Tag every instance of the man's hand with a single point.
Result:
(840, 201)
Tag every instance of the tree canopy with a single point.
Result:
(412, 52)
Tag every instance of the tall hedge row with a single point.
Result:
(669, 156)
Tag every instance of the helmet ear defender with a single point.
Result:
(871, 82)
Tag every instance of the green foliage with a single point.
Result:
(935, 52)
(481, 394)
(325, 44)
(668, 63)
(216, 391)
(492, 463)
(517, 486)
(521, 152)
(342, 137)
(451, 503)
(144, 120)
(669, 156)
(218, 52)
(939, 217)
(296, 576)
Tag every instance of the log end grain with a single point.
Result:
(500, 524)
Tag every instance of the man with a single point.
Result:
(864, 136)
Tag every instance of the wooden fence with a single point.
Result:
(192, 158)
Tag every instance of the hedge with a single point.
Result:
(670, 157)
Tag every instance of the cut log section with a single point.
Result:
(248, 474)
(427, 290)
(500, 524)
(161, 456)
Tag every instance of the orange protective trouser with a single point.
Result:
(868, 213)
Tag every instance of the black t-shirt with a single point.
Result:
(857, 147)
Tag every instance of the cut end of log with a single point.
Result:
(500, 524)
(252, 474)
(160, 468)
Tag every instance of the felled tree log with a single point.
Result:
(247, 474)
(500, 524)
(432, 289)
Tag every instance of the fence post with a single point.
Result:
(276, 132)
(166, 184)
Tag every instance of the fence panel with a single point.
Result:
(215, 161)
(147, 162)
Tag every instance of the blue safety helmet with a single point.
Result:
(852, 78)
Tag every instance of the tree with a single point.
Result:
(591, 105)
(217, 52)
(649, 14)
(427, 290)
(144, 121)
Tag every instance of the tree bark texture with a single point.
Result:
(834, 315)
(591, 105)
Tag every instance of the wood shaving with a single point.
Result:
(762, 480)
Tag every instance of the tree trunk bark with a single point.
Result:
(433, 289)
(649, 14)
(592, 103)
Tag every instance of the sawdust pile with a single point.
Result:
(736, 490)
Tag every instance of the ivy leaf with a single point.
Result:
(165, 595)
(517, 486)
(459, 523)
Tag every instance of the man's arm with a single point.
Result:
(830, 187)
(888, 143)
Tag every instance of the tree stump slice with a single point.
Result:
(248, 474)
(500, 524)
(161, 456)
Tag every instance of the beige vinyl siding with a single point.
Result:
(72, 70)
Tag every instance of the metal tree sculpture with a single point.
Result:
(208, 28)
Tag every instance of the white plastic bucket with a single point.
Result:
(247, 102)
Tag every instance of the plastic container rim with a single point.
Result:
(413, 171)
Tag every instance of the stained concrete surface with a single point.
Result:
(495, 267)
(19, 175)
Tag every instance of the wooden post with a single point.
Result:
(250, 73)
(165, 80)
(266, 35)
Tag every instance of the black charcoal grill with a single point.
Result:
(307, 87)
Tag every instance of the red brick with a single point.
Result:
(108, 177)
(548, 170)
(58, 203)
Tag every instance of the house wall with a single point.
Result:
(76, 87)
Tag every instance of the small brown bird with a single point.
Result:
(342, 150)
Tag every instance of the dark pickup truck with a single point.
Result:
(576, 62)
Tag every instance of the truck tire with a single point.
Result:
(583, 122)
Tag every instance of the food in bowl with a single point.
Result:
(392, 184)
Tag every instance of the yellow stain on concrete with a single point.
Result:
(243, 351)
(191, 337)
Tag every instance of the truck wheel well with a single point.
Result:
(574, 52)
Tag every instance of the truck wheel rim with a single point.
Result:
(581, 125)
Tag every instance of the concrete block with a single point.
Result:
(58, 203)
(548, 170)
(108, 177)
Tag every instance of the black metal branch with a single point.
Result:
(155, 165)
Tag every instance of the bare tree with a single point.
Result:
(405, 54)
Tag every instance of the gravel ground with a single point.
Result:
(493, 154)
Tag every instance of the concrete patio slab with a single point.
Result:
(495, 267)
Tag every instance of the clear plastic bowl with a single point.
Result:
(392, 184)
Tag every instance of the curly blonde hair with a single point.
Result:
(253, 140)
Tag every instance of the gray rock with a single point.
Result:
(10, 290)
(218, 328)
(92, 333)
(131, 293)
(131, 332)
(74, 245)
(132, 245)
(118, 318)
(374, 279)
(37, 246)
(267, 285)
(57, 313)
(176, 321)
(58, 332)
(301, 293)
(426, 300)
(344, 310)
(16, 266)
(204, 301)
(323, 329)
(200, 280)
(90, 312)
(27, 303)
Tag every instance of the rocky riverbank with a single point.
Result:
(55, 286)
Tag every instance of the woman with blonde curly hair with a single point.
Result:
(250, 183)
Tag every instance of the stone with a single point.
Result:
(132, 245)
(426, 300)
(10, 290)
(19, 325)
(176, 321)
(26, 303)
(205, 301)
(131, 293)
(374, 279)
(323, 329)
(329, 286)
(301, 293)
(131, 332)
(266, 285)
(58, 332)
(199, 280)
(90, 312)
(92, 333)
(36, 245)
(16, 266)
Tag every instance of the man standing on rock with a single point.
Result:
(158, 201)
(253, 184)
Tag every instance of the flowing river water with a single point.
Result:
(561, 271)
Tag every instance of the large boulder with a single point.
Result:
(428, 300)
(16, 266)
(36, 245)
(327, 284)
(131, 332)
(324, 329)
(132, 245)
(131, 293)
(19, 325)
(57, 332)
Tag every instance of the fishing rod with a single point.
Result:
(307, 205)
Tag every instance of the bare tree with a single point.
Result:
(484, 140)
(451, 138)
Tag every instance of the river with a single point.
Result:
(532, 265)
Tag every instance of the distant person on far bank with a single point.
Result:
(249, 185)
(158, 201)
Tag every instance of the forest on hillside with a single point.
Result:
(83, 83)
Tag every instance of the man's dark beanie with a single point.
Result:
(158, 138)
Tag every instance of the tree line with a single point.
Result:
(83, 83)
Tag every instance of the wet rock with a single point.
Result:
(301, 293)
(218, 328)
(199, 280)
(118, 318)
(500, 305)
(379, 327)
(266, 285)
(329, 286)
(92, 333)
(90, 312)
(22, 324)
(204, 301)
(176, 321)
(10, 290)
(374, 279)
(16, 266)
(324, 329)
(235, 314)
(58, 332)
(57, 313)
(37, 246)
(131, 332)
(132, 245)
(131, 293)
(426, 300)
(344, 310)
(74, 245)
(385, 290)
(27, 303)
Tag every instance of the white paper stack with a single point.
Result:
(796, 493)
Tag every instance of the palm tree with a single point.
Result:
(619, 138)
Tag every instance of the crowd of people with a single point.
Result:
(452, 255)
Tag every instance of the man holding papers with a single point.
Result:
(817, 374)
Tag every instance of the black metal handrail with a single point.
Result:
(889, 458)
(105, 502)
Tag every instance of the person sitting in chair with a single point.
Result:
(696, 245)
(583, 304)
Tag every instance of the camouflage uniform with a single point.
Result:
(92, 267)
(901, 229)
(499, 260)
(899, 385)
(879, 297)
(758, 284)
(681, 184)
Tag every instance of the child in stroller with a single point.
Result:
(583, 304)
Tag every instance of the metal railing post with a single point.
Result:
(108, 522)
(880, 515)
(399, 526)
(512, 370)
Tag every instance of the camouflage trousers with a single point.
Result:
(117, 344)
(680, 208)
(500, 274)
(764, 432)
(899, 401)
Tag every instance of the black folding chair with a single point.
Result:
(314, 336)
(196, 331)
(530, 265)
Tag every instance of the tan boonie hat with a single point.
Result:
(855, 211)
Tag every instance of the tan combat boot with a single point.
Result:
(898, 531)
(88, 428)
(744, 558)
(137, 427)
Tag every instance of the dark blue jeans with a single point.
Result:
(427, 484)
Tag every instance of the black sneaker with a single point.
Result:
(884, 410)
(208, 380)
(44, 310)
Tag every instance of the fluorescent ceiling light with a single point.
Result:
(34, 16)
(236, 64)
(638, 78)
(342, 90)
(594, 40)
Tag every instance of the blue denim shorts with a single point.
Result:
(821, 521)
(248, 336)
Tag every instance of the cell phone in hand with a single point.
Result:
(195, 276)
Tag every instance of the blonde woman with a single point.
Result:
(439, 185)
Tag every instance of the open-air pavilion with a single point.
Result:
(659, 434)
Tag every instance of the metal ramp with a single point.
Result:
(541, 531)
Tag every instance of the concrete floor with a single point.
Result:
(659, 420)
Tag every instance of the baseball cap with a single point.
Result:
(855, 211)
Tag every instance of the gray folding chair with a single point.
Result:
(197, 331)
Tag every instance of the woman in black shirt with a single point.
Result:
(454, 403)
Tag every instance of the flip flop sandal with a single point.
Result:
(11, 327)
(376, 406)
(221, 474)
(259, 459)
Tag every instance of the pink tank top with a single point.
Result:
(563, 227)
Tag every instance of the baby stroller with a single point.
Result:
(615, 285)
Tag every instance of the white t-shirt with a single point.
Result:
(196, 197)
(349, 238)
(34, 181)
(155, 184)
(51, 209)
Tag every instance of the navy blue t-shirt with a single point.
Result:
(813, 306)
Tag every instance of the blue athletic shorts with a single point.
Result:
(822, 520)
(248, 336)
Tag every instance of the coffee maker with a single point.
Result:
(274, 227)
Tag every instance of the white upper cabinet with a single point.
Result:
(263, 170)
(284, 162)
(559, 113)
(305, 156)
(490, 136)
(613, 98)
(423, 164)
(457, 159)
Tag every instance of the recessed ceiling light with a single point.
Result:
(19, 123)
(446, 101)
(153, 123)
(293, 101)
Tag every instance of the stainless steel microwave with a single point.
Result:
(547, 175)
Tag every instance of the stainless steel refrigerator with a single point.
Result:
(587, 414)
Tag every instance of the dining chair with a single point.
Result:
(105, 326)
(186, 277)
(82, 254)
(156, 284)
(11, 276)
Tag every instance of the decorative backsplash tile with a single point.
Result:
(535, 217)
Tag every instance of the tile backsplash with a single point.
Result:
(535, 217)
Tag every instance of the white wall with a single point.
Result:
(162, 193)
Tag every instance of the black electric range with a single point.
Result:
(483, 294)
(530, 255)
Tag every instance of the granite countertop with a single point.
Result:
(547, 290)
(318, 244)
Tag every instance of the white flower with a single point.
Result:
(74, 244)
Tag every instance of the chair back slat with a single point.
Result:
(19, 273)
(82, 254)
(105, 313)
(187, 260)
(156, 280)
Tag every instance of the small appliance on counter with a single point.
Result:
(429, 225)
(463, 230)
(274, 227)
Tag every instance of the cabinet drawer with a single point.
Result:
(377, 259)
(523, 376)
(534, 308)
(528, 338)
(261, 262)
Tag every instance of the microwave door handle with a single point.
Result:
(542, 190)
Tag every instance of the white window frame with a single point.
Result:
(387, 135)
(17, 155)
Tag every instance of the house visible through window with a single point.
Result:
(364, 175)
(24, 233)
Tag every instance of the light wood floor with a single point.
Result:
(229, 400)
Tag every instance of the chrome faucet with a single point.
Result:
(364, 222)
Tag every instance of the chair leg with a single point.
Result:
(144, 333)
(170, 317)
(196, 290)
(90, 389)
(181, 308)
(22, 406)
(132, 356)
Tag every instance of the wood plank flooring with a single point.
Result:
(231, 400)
━━━━
Work order ▸
Say how many lines in the records hold the string "blonde", and say nothing else.

Solution for this problem ▸
3